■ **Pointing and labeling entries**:
/---

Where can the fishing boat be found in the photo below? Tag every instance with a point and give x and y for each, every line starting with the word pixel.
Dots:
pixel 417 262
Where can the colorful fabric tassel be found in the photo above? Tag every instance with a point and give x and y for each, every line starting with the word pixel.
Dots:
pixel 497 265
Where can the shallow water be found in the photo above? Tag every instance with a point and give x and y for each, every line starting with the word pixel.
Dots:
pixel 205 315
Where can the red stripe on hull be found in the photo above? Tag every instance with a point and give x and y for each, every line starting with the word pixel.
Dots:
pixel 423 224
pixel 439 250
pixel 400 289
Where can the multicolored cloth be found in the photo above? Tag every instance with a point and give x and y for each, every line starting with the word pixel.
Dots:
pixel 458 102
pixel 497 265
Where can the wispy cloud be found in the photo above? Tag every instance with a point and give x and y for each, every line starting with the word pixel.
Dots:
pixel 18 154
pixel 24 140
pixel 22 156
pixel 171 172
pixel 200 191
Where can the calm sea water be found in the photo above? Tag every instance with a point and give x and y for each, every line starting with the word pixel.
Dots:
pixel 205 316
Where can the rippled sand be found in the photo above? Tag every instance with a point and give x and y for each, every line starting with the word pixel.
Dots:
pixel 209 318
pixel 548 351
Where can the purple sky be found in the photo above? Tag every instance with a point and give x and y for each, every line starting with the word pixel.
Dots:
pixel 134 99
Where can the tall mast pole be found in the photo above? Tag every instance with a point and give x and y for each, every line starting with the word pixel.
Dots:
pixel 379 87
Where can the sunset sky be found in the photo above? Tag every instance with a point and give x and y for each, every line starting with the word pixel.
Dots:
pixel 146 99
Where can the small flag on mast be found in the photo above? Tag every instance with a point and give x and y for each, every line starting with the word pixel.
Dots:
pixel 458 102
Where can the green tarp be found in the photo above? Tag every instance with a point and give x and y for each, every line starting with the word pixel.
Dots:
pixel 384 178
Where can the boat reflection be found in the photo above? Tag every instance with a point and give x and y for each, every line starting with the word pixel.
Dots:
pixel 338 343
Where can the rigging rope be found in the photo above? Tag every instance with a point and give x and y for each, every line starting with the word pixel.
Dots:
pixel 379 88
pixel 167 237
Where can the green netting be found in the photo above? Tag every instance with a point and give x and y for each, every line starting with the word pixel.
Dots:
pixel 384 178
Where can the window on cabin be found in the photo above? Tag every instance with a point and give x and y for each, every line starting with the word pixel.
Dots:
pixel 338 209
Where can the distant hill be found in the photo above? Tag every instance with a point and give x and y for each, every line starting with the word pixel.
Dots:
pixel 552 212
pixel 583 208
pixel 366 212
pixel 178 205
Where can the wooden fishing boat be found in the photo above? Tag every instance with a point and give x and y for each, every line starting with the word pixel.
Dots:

\---

■ **THE REQUEST**: Reproduce the lines starting at the one containing "Where can the green netting" and ending with the last line, substituting "Points" for every "Dots" and leaving everything else unchanged.

■ **RESULT OF THE EXERCISE**:
Where can the green netting be found in the photo above? Tag every instance with a point and give x and y for each, every line starting with the word pixel.
Points:
pixel 384 178
Where can the window on cabin be found in the photo above? Tag every instance with a point and give x and y for each, every line starting with the word pixel.
Points:
pixel 338 209
Where can the distant hill be found in the photo above? Tag every instance with a point and give x and y for each, every line starting with the word pixel.
Points:
pixel 552 212
pixel 583 208
pixel 366 212
pixel 178 205
Where can the wooden fishing boat be found in the photo above? Tag every instance with a point and give x and y for each, every line starting with the word pixel.
Points:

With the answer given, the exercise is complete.